▸ **PROBLEM STATEMENT**:
In the items below, reproduce verbatim every line from the line containing "Question: For every instance of the poplar" up to and including the line containing "[(154, 277), (114, 270), (18, 318), (257, 280)]".

[Records]
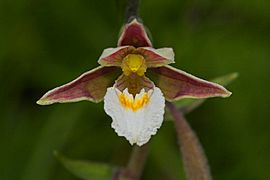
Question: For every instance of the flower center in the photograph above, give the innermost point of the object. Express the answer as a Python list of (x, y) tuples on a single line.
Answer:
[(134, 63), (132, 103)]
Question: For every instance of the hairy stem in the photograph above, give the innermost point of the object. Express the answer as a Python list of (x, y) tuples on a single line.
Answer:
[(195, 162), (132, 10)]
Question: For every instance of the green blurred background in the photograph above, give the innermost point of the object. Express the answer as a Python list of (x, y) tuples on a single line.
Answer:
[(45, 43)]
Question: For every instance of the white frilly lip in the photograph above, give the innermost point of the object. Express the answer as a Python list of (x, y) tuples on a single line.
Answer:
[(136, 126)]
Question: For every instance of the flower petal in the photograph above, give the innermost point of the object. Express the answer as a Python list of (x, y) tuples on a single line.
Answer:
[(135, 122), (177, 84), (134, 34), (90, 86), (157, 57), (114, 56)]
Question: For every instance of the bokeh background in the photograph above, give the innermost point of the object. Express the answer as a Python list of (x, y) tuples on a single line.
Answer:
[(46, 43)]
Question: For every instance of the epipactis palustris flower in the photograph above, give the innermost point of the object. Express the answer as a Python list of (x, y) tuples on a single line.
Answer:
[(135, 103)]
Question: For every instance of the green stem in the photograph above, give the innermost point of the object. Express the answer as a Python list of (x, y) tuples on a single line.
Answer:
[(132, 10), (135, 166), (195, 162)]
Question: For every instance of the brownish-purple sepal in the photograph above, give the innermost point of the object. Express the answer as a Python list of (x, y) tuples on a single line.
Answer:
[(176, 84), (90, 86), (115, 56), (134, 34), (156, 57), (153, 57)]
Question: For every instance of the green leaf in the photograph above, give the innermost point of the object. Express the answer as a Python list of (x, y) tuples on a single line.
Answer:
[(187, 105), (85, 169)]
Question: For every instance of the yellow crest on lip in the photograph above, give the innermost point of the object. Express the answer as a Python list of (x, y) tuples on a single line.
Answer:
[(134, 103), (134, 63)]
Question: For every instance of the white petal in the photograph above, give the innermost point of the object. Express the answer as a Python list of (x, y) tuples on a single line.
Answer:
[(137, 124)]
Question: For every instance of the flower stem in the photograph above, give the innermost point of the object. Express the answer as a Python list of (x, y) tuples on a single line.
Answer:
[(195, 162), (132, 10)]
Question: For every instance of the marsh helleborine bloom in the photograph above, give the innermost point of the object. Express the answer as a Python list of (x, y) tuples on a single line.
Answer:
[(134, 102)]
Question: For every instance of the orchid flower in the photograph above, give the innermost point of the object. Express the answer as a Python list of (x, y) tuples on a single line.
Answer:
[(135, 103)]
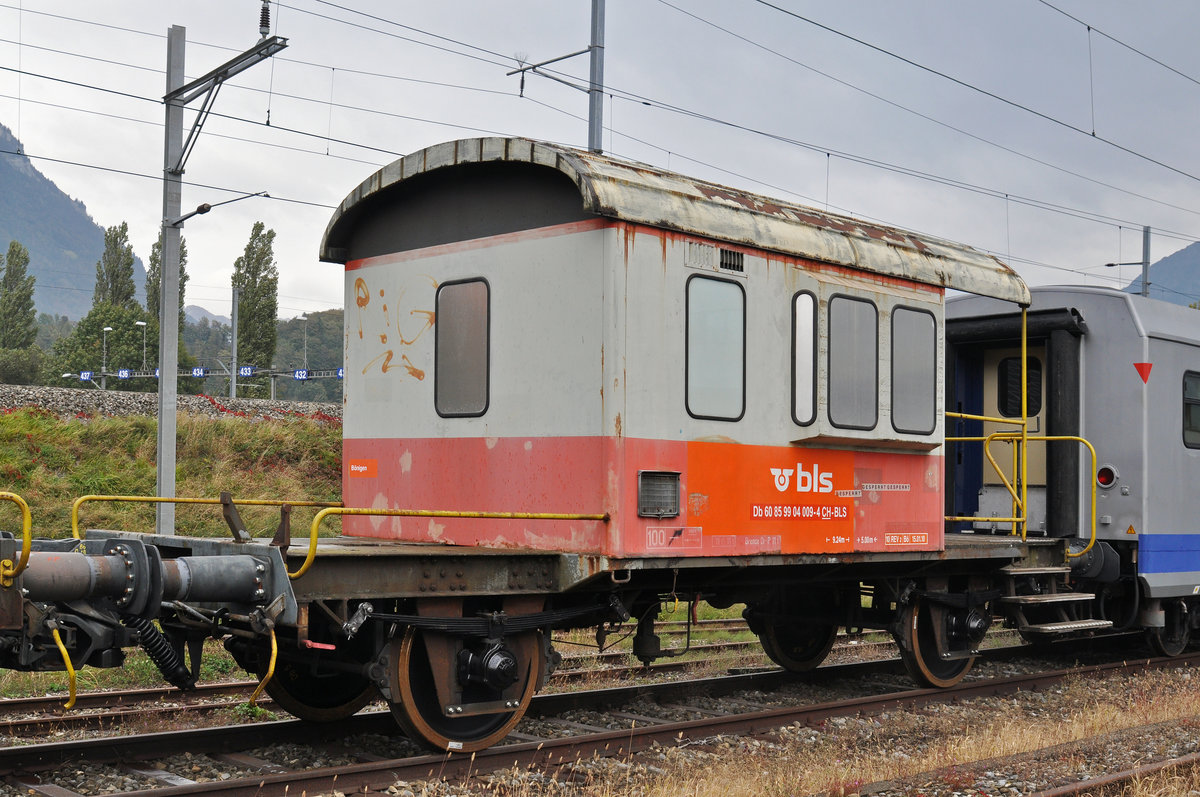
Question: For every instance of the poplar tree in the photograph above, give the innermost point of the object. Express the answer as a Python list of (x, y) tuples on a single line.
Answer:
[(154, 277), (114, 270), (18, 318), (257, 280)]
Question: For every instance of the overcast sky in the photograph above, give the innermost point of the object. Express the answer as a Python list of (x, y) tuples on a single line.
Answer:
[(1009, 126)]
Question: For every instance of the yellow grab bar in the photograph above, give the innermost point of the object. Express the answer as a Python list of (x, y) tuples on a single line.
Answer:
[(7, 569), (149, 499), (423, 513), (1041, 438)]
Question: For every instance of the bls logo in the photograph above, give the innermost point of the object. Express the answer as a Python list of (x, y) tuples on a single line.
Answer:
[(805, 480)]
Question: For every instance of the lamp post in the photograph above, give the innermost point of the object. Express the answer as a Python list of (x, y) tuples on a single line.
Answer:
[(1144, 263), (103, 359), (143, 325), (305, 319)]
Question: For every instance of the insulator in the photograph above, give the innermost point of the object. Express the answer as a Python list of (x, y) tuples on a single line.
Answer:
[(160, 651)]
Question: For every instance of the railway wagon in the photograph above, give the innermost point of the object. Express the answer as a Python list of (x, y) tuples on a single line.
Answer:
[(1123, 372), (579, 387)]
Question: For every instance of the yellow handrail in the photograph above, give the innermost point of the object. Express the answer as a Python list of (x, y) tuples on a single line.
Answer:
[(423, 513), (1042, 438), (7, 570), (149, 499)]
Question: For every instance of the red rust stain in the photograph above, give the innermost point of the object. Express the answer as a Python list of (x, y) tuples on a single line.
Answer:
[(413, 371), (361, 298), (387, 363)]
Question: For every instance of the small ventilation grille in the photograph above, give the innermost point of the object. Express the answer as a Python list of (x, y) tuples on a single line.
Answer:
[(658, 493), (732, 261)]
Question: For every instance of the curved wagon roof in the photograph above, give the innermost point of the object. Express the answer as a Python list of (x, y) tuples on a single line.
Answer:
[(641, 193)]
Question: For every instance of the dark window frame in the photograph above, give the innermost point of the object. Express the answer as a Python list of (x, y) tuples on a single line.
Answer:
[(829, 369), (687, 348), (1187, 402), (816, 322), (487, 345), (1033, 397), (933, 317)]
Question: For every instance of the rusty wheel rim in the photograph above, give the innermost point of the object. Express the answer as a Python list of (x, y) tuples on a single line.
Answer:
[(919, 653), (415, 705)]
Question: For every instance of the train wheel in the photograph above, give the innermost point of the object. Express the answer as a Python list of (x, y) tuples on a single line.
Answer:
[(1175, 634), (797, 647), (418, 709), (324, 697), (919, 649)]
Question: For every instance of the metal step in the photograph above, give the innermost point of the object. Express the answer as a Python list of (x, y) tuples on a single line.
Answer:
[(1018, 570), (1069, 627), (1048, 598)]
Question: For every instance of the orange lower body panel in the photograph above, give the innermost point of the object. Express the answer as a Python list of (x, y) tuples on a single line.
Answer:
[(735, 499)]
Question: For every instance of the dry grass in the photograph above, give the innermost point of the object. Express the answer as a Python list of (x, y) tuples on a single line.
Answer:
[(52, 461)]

* * *

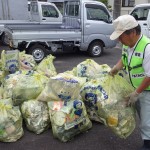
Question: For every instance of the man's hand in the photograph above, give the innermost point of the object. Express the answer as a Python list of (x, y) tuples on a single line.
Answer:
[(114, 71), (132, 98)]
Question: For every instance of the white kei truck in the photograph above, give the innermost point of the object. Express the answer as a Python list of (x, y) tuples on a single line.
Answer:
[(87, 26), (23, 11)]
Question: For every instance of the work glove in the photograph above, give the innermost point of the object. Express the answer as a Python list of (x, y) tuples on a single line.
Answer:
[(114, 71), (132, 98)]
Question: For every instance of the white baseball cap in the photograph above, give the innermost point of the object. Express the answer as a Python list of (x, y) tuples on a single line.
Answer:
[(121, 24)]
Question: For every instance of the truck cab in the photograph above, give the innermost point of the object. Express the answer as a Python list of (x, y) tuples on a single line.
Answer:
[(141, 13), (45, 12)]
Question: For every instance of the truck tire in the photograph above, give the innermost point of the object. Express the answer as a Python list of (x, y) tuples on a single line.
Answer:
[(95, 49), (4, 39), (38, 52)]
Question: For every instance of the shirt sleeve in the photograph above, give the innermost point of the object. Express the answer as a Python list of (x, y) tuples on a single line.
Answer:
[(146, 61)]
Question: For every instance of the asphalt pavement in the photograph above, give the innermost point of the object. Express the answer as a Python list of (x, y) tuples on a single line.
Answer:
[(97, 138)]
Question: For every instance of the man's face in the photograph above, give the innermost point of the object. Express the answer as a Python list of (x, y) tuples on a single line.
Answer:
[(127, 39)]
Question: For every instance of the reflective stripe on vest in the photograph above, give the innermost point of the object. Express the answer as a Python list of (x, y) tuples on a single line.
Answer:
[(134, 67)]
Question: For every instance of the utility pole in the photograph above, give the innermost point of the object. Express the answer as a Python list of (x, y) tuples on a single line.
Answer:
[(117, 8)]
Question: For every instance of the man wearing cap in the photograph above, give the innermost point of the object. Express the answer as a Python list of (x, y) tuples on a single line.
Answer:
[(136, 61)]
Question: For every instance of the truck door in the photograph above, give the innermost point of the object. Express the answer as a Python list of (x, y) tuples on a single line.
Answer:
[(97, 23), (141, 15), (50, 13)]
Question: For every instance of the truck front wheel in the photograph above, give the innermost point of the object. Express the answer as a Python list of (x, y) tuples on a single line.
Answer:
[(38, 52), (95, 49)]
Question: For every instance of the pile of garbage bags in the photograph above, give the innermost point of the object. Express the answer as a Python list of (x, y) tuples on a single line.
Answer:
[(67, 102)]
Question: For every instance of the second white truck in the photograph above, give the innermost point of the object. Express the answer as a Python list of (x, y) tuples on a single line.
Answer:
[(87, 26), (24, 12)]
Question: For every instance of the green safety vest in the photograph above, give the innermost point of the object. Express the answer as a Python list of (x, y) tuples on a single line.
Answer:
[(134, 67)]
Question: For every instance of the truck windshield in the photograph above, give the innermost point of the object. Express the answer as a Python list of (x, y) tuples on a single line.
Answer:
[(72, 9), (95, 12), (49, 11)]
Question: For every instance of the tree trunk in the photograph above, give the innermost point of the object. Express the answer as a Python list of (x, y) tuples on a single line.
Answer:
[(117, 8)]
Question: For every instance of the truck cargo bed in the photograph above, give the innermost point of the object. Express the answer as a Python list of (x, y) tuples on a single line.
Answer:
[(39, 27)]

▸ **WORKED SOLUTION**:
Question: For every instance of the poplar tree in the photograph above, give the innermost point of the object. Express the answer as a Python list of (x, y) tuples on a single line.
Answer:
[(154, 277), (114, 270), (18, 318), (257, 280)]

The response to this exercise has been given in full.